Material shown =
-*-
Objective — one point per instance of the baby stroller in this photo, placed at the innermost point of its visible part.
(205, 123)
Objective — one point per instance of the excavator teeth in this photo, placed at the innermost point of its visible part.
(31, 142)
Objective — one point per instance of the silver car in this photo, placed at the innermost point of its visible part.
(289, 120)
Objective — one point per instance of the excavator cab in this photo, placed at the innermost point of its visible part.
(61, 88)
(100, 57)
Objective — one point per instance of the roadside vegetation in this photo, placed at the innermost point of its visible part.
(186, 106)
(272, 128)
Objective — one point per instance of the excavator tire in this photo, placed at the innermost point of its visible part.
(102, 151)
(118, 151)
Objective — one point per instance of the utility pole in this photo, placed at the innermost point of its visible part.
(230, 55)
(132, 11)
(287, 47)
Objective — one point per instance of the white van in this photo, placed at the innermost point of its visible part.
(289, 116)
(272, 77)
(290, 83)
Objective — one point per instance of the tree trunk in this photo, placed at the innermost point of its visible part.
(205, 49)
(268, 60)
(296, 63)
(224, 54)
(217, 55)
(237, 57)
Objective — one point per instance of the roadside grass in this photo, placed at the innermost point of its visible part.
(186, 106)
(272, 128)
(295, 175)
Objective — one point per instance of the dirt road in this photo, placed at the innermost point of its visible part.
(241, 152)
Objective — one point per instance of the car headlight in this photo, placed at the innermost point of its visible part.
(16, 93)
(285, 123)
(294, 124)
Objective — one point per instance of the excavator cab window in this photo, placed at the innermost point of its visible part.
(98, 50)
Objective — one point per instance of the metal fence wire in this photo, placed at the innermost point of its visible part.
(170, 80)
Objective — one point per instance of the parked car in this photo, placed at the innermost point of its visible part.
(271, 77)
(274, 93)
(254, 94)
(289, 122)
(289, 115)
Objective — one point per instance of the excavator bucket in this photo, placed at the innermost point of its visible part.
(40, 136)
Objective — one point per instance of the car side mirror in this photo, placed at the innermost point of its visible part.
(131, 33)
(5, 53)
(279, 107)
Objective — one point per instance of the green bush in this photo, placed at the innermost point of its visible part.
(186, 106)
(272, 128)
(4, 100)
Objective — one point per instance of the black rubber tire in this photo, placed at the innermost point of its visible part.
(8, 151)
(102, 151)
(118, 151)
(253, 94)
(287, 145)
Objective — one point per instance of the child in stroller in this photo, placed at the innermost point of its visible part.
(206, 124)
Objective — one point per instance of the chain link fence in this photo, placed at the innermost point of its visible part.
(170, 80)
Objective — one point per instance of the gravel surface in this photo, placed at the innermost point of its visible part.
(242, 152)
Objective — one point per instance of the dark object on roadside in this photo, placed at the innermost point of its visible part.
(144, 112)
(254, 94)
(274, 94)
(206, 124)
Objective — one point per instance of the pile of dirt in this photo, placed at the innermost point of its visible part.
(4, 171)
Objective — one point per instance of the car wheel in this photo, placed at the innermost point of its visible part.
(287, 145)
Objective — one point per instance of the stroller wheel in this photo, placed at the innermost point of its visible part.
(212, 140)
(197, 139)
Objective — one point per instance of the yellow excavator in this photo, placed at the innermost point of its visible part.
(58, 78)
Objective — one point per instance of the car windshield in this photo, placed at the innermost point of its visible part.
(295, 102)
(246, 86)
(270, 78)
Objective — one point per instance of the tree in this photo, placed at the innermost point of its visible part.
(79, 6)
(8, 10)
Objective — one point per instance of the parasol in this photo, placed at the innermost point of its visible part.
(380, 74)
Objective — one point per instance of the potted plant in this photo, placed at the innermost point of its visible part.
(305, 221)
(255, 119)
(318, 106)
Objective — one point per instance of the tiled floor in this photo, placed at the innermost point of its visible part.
-*-
Directive = Can you retype, word for word, the stretch of the entries above from the line containing "Objective — one point per instance of the yellow" through the final line of the entries?

Correct output =
Objective — one point per instance of the yellow excavator in this photo, placed at the innermost point of its visible part.
(58, 78)
Objective — one point per instance of the car windshield in this photo, placed at the innermost point of its visible part.
(295, 102)
(246, 86)
(270, 78)
Objective — one point per instance of the tree in this photo, placed at the innermost point of its visible part.
(79, 6)
(8, 10)
Objective — one point per instance of the parasol in this photo, placed at the innermost point of its visible part.
(380, 74)
Objective — one point per instance of the potted plant in this photo, placed at the innermost point of its visible part.
(305, 221)
(255, 119)
(318, 106)
Objective — one point per instance of the tiled floor in this photo, placed at the innermost point of its visible part.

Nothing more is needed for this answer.